[Saved entries]
*** Block opens ***
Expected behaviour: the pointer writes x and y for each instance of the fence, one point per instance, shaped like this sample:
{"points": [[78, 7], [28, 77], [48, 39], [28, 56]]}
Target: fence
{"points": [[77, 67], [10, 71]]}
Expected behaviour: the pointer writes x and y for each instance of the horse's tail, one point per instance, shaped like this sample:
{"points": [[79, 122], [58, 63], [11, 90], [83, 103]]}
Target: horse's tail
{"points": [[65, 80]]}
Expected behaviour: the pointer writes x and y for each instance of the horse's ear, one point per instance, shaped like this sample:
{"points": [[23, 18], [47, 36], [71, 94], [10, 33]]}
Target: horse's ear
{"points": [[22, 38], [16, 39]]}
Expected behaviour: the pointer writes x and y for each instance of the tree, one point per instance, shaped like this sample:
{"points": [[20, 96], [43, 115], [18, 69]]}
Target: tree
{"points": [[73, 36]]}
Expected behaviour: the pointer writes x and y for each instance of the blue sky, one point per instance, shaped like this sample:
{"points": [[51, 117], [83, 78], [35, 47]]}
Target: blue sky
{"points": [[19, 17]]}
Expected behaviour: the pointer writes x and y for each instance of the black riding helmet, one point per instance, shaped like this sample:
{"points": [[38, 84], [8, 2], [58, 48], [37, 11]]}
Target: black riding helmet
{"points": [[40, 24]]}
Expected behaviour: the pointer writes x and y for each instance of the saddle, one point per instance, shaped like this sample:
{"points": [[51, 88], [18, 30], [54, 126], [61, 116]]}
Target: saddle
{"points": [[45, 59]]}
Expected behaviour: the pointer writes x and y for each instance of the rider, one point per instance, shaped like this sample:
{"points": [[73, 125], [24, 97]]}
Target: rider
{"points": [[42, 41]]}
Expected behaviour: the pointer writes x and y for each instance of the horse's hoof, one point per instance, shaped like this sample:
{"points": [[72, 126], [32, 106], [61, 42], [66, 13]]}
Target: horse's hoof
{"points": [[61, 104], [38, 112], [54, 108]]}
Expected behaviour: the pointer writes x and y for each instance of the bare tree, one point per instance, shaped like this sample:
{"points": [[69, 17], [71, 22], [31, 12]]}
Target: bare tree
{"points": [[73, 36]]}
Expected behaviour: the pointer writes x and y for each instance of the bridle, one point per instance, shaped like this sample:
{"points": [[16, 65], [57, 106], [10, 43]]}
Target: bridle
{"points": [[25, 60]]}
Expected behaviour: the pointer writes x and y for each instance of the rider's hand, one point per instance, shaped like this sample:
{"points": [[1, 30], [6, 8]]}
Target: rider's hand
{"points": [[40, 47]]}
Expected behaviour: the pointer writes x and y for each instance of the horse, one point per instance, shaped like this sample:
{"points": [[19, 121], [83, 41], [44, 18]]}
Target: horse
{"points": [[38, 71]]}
*** Block closes ***
__Action item__:
Take the data above and return it exactly.

__Answer section__:
Expected behaviour: the pointer writes x and y for each instance of the fence, one point per instance, shaped like this sample:
{"points": [[78, 7], [28, 77], [48, 39], [28, 56]]}
Target: fence
{"points": [[77, 67], [10, 71]]}
Expected behaviour: the pointer writes x and y for each instance of the horse's tail, one point per instance, shaped like this sample:
{"points": [[79, 122], [58, 63], [11, 90], [83, 103]]}
Target: horse's tail
{"points": [[65, 80]]}
Expected behaviour: the pointer writes x and y for each instance of the horse's ear, one point per instance, shaped like this sample:
{"points": [[23, 18], [47, 36], [71, 94], [10, 33]]}
Target: horse's ear
{"points": [[22, 38], [16, 39]]}
Expected behaviour: the pointer writes x and y for each instance of the tree, one point per instance, shaped like this sample:
{"points": [[20, 96], [43, 115], [18, 69]]}
Target: tree
{"points": [[73, 36]]}
Expected behaviour: the pointer writes x and y for each instance of the blue sky, one point per instance, shaped like this sample:
{"points": [[51, 117], [83, 78], [35, 47]]}
Target: blue sky
{"points": [[19, 17]]}
Expected behaviour: the pointer writes x and y for each instance of the black riding helmet, one point per instance, shaped like this sample:
{"points": [[38, 84], [8, 2], [58, 48], [37, 11]]}
Target: black riding helmet
{"points": [[40, 24]]}
Expected behaviour: the pointer writes x and y for each instance of the saddle, one point per instance, shaped like this sample:
{"points": [[51, 88], [18, 30], [54, 126], [61, 116]]}
Target: saddle
{"points": [[45, 59]]}
Expected behaviour: the pointer writes x and y for each instance of the rider, one point per instance, shaped like this sample:
{"points": [[73, 125], [24, 97]]}
Target: rider
{"points": [[42, 41]]}
Expected behaviour: the pointer writes x and y for each instance of the horse's hoof, one point per instance, shaped like this sample:
{"points": [[72, 126], [32, 106], [61, 42], [66, 13]]}
Target: horse's hoof
{"points": [[61, 104], [38, 112], [54, 108]]}
Expected behaviour: the pointer writes x and y for each instance of the bare tree, one point per instance, shaped like this sample:
{"points": [[69, 17], [71, 22], [31, 12]]}
Target: bare tree
{"points": [[73, 36]]}
Expected behaviour: the pointer writes x and y for each instance of the bridle, one point per instance, shaped like this sample:
{"points": [[16, 65], [57, 106], [10, 43]]}
Target: bridle
{"points": [[25, 60]]}
Expected behaviour: the pointer writes x and y for each instance of the rider's hand, one point per instance, shaped like this sample:
{"points": [[1, 30], [6, 8]]}
Target: rider's hand
{"points": [[40, 47]]}
Expected behaviour: the pointer writes x and y for each instance of the horse, one point per instance, shaped like this sample:
{"points": [[19, 121], [83, 41], [44, 18]]}
Target: horse
{"points": [[38, 71]]}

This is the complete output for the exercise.